Will you repeat the listing, starting at its first line and ending at the line containing "681;212;1000;303", with each "bounding box" swapped for "rectangle" and nothing else altered? Leave the pictures out.

→ STORED RECORDS
──────────
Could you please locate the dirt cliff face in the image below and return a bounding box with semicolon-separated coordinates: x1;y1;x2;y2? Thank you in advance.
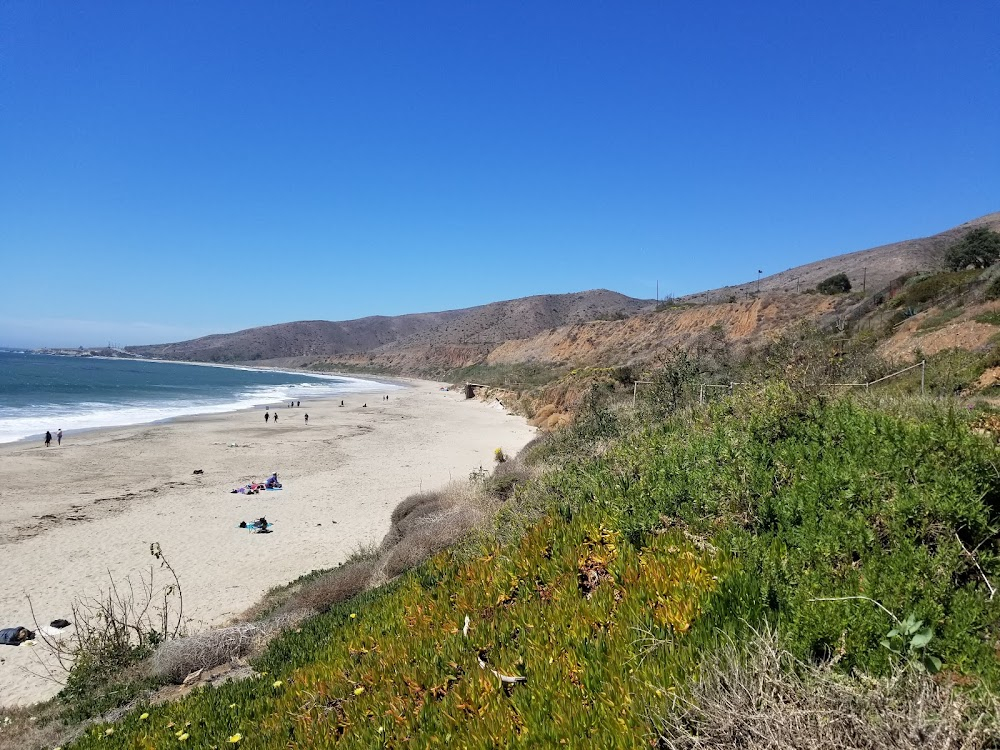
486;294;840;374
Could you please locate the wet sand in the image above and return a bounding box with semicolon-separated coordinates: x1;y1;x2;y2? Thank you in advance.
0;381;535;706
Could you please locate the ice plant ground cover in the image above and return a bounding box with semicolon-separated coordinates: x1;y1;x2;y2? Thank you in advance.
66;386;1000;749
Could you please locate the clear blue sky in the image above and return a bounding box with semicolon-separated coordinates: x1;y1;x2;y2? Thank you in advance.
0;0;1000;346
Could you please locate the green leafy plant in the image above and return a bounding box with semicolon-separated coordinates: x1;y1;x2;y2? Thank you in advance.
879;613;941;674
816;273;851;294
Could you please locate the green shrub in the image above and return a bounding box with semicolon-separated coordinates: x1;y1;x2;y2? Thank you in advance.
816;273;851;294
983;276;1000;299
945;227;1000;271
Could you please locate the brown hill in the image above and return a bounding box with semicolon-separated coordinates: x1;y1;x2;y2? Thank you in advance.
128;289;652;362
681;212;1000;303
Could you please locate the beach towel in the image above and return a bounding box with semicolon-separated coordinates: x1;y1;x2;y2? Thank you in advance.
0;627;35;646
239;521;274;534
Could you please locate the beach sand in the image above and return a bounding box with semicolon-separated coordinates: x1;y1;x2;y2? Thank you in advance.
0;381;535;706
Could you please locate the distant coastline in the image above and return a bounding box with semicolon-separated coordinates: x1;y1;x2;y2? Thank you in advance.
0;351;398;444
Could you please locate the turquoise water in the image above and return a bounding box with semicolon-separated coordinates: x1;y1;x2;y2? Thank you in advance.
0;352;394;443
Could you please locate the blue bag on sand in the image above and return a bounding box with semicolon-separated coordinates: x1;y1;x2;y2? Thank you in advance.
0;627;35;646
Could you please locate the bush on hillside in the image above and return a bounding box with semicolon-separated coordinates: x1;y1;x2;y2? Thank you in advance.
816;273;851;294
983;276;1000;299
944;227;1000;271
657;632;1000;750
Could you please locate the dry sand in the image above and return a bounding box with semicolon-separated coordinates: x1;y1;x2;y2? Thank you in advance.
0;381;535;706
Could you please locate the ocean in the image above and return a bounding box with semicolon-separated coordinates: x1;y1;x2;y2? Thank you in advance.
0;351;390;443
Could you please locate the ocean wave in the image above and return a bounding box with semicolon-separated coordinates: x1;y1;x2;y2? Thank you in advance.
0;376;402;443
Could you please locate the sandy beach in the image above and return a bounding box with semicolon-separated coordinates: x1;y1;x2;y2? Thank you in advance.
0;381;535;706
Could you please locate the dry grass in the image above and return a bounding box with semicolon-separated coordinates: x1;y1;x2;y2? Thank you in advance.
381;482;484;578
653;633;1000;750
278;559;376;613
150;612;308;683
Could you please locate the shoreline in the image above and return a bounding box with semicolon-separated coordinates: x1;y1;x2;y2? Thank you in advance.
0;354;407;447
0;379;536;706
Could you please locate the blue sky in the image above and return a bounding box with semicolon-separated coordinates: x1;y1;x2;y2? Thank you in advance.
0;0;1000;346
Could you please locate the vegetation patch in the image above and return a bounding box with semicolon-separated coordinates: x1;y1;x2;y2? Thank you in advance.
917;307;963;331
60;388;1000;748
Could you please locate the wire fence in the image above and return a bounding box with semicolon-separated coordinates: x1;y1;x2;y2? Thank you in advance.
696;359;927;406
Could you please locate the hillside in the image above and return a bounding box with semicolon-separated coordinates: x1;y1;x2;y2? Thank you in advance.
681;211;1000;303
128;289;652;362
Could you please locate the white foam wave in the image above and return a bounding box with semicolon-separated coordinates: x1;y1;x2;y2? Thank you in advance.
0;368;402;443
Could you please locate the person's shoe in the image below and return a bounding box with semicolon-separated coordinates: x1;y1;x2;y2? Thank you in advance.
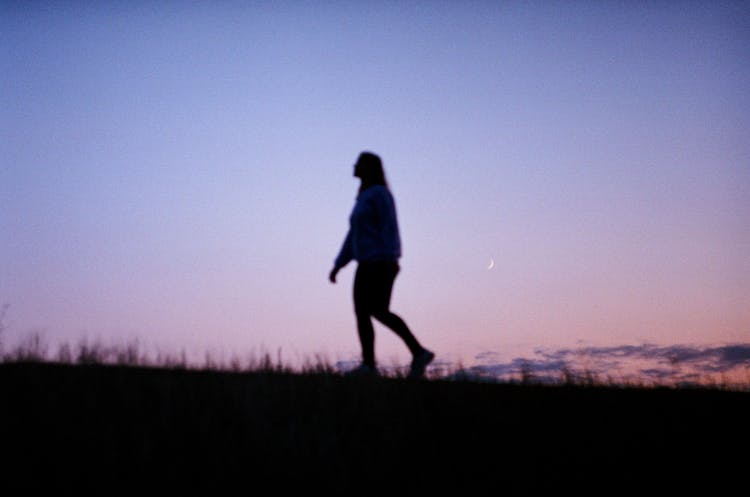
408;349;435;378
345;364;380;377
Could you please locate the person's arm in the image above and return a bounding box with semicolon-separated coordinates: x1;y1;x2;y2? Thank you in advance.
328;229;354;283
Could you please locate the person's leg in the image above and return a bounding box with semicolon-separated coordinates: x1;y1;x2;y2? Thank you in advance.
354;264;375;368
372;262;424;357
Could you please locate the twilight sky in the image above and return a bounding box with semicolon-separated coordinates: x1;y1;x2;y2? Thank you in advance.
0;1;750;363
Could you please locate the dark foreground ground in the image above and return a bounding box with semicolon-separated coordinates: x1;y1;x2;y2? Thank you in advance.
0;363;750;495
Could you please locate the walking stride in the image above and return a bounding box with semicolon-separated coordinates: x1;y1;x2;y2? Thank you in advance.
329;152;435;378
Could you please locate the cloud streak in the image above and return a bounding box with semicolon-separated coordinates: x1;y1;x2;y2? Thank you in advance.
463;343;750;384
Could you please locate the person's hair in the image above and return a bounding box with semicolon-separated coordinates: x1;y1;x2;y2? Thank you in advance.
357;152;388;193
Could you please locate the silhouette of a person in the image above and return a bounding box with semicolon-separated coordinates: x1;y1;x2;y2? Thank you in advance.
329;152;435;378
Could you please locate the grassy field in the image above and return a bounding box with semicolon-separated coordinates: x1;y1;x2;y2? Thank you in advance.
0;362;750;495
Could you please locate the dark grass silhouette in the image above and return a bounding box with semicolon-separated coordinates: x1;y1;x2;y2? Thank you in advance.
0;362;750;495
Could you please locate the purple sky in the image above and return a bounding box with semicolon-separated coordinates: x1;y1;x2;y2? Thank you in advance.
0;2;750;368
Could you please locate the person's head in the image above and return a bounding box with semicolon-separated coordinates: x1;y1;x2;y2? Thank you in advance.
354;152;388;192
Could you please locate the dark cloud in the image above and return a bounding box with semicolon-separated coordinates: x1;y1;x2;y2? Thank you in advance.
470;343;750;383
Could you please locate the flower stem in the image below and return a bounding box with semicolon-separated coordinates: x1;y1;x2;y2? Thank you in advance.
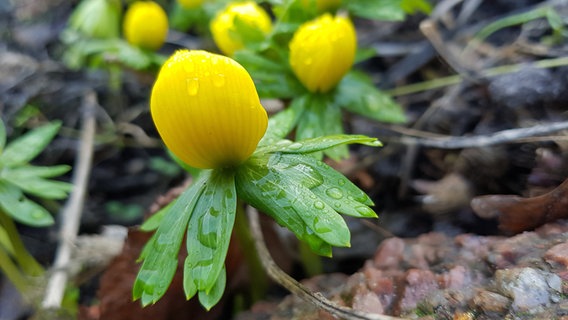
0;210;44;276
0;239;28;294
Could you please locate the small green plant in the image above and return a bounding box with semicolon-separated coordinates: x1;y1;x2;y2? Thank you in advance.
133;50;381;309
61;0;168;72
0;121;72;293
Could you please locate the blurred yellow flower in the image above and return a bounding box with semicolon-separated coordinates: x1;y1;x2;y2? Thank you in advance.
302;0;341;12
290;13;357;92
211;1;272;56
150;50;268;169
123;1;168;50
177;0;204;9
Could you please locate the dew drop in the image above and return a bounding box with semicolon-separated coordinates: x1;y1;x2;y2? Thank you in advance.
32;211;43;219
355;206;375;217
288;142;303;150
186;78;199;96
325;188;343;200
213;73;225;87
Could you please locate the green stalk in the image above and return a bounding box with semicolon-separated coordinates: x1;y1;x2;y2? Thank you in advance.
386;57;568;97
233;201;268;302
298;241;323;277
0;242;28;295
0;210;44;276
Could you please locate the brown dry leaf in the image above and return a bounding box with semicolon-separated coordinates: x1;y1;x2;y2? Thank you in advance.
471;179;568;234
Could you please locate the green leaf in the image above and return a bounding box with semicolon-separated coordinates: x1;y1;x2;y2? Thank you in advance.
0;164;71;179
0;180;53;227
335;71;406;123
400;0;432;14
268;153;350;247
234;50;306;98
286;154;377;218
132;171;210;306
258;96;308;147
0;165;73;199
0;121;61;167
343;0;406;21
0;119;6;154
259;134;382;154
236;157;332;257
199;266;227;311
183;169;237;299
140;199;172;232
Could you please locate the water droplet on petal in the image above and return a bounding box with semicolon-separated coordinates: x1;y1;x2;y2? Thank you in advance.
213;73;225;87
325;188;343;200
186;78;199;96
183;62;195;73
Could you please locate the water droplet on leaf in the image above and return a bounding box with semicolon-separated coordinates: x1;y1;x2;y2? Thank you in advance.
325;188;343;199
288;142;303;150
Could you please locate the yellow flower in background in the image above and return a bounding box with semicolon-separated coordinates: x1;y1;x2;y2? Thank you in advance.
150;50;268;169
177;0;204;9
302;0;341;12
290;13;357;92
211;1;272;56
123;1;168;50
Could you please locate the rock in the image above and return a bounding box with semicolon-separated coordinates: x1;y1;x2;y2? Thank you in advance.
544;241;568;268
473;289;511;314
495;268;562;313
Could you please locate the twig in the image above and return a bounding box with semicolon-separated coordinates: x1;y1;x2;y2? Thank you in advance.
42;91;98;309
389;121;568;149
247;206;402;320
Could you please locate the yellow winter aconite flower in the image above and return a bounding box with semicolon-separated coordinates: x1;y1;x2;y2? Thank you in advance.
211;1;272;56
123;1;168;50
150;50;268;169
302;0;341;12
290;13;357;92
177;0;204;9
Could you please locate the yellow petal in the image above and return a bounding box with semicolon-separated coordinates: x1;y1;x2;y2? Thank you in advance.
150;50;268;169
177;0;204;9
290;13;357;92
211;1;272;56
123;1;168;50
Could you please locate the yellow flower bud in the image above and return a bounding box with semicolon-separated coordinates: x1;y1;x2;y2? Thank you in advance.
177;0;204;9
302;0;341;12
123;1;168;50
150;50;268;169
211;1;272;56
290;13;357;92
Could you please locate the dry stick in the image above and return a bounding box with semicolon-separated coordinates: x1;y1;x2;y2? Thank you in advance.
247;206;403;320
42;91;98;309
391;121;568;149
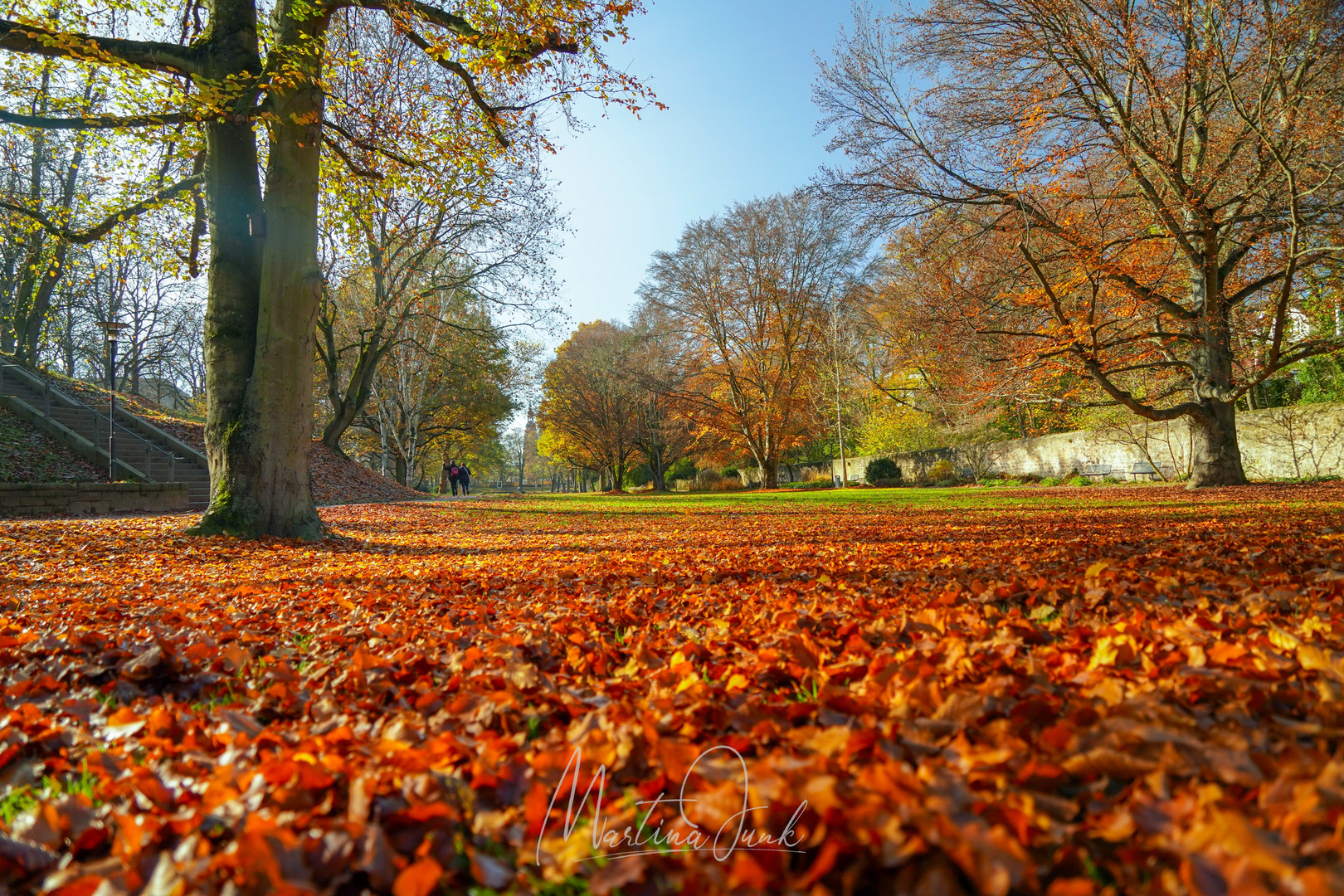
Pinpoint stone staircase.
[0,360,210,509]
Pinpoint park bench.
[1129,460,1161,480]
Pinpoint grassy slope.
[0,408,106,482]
──────────
→ REPLY TO THE EXERCISE
Could you please locate the dirt cliff face in the image below and return a rectangle with semicolon-separated coordinates: x1;y1;x2;y2? Thank you in advance.
486;294;840;374
Could you please locate the wet sand in the image above and return a rectangle with semicolon-separated coordinates: x1;y1;x2;y2? Thank you in advance.
0;381;535;706
Could you please locate the ice plant ground cover in the image above and return a rectangle with semicolon-separated coordinates: x1;y1;x2;y2? Thank you in advance.
66;386;1000;749
Could you please locate the clear blue sky in the image above and return a rectangle with semicolon-separated coordinates: x1;y1;x2;y2? Thank you in advance.
0;0;1000;346
Could you please locate the green leafy plant in the image above and return a rectangle with semicolon-separated coordinates: x1;y1;x2;y2? Thank you in advance.
879;613;941;674
816;273;851;294
Could you please locate the green shrub in the image above and return a rectangle with semicolon-separated coordinates: x1;y1;x2;y2? Thank you in advance.
816;273;851;294
983;276;1000;299
945;227;1000;271
Could you please locate the brown hill in the image above and return a rectangle with semicolon-separated coordinates: x1;y1;x2;y2? Thank you in advance.
128;289;652;362
681;212;1000;303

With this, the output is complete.